◆ **WHAT NEEDS TO BE DONE**: Below is a block of records; please copy all of them exactly.

◆ **DATA EXTRACT**:
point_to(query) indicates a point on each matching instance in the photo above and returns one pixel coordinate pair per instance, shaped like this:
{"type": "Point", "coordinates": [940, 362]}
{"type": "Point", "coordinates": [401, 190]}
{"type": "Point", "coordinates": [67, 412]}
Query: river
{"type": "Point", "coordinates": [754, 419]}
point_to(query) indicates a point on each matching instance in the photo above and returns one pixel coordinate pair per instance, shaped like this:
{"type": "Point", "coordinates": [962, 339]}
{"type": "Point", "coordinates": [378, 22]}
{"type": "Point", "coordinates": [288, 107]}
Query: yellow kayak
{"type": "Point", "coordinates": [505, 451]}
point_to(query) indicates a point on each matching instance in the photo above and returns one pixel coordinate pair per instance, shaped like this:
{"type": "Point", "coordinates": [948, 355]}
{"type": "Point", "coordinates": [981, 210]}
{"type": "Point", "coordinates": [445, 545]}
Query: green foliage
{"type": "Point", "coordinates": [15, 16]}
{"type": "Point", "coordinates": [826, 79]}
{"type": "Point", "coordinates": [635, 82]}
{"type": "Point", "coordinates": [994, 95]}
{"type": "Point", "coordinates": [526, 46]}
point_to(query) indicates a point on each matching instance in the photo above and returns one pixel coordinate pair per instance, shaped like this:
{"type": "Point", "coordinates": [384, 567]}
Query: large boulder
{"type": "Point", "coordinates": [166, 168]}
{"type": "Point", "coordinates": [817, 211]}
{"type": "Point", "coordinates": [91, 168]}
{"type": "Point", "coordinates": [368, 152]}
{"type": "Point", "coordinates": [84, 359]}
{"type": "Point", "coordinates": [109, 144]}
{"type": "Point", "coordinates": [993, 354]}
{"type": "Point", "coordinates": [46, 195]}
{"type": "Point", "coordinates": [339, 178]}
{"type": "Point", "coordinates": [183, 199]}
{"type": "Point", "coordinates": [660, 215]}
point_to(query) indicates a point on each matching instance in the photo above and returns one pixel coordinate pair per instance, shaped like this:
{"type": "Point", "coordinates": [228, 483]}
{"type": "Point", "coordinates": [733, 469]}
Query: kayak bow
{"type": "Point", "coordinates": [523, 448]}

◆ **OUTPUT FOR THIS TASK**:
point_to(query) indicates a point on each matching instance in the photo above and returns one pixel coordinate pair per instance, shaped like this:
{"type": "Point", "coordinates": [940, 362]}
{"type": "Point", "coordinates": [401, 190]}
{"type": "Point", "coordinates": [67, 412]}
Query: river
{"type": "Point", "coordinates": [754, 419]}
point_to(query) indicates a point on each matching instance in the photo above and returns one pixel coordinate pair per instance, shaped like this:
{"type": "Point", "coordinates": [962, 339]}
{"type": "Point", "coordinates": [378, 22]}
{"type": "Point", "coordinates": [288, 107]}
Query: yellow kayak
{"type": "Point", "coordinates": [505, 451]}
point_to(query) indicates a point on each matching instance in the photo above and returns one pixel coordinate pair per instance, shaped like this:
{"type": "Point", "coordinates": [948, 355]}
{"type": "Point", "coordinates": [981, 210]}
{"type": "Point", "coordinates": [445, 545]}
Query: green foliage
{"type": "Point", "coordinates": [15, 16]}
{"type": "Point", "coordinates": [826, 79]}
{"type": "Point", "coordinates": [635, 82]}
{"type": "Point", "coordinates": [994, 95]}
{"type": "Point", "coordinates": [526, 46]}
point_to(query) indicates a point on each matching instance in the photo above and returns one pixel coordinate pair per instance, shaped like this:
{"type": "Point", "coordinates": [384, 567]}
Query: large boulder
{"type": "Point", "coordinates": [166, 168]}
{"type": "Point", "coordinates": [817, 211]}
{"type": "Point", "coordinates": [91, 168]}
{"type": "Point", "coordinates": [368, 152]}
{"type": "Point", "coordinates": [84, 359]}
{"type": "Point", "coordinates": [109, 144]}
{"type": "Point", "coordinates": [993, 354]}
{"type": "Point", "coordinates": [46, 195]}
{"type": "Point", "coordinates": [339, 178]}
{"type": "Point", "coordinates": [183, 199]}
{"type": "Point", "coordinates": [660, 215]}
point_to(query) indicates a point on each matching instance in the photo above and returns one pixel coordinate pair per instance, shaped like this:
{"type": "Point", "coordinates": [228, 483]}
{"type": "Point", "coordinates": [733, 469]}
Query: kayak bow
{"type": "Point", "coordinates": [523, 448]}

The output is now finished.